┌──

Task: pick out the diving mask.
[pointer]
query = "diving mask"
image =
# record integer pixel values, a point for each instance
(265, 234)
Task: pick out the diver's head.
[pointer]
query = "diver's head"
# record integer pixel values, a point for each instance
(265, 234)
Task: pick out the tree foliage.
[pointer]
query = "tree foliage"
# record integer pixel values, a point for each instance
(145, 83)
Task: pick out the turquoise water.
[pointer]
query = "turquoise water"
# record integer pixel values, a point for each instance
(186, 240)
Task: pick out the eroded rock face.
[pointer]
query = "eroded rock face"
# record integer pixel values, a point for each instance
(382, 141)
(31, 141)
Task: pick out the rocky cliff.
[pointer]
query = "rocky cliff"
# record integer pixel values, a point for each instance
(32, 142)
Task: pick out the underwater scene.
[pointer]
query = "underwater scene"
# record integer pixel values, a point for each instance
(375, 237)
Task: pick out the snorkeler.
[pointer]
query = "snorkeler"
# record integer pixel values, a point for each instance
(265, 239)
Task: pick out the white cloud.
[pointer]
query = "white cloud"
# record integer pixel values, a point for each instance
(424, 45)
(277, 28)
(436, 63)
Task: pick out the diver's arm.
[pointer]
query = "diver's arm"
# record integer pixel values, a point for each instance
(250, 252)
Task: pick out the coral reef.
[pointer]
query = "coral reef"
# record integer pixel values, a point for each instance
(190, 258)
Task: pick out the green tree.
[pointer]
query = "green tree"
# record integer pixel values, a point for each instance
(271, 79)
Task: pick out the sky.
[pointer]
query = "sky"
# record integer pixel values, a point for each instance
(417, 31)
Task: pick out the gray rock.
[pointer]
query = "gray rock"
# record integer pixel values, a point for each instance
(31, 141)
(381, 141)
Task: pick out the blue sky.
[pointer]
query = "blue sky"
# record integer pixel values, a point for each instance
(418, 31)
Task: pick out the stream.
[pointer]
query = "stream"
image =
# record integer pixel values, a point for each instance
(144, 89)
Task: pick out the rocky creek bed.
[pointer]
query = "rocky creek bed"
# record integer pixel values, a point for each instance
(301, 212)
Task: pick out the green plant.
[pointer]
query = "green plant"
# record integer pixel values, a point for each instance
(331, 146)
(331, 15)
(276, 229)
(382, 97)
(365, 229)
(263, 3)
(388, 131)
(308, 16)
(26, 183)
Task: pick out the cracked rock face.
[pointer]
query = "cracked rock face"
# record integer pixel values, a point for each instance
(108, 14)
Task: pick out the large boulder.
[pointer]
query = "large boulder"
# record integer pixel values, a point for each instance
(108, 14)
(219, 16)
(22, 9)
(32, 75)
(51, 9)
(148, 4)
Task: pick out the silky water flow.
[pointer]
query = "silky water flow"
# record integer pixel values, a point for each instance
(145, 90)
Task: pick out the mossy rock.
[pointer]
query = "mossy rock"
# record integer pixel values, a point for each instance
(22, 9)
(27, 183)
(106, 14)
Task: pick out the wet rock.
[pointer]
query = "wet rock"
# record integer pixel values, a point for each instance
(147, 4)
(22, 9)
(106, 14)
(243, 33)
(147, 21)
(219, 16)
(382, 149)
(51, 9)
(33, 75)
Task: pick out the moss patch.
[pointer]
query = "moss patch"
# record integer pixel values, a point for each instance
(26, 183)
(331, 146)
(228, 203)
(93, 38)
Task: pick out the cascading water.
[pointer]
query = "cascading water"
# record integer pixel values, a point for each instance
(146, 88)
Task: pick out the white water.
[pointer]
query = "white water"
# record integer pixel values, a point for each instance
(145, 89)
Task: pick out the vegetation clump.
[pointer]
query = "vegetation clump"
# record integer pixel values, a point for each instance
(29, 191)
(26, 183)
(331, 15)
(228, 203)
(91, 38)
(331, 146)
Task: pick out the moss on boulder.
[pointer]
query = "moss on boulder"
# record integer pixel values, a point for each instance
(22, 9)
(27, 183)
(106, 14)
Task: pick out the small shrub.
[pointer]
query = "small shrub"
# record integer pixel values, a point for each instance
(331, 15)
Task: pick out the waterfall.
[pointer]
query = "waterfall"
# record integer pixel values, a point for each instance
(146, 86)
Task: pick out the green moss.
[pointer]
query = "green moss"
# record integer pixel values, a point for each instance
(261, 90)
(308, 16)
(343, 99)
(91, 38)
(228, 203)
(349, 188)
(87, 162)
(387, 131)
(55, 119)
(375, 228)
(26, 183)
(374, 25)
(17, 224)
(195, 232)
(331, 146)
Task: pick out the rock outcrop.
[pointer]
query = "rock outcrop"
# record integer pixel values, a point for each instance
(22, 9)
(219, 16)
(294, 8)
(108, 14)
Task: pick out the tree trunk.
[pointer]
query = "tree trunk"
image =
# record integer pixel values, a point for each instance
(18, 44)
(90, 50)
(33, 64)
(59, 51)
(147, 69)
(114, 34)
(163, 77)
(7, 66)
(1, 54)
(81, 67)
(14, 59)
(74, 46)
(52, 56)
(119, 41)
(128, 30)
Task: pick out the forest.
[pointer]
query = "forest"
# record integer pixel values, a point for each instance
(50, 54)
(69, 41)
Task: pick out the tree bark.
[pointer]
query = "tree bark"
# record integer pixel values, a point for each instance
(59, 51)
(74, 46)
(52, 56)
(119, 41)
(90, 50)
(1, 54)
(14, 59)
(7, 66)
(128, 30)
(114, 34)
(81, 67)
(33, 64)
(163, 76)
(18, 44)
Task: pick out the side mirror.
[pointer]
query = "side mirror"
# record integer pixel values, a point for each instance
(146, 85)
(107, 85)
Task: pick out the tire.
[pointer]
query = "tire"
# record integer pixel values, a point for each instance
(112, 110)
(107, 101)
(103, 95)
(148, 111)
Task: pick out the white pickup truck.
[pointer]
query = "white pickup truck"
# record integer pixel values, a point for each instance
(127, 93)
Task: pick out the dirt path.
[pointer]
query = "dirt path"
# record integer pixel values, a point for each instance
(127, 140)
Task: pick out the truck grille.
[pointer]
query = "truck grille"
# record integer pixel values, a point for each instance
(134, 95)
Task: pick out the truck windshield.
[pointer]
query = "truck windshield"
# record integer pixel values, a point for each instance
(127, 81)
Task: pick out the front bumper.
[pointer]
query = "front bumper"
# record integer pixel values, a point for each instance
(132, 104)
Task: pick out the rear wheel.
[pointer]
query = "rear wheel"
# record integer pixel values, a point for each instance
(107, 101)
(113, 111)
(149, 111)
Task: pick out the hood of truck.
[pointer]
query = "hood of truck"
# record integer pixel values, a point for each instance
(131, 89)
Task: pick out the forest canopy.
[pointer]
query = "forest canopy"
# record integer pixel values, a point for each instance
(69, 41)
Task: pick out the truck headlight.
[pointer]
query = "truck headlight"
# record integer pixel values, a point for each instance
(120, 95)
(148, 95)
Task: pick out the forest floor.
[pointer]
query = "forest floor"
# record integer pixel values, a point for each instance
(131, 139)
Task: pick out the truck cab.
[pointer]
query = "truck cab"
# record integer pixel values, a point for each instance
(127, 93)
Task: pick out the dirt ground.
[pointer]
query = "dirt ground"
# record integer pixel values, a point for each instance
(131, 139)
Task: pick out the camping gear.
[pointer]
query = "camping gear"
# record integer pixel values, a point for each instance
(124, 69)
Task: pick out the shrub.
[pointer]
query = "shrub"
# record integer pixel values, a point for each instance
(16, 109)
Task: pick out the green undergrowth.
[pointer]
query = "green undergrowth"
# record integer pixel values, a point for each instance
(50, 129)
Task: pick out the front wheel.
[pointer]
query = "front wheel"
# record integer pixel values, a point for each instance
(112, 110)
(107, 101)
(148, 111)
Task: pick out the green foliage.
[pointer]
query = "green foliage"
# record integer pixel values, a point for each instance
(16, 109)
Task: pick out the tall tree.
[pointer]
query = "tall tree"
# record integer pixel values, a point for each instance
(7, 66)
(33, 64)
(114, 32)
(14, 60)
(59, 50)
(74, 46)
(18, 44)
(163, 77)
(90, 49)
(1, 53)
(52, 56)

└──

Assigned task: From the data, report how many lines hold "canopy", leaving out any other words.

Task output: 2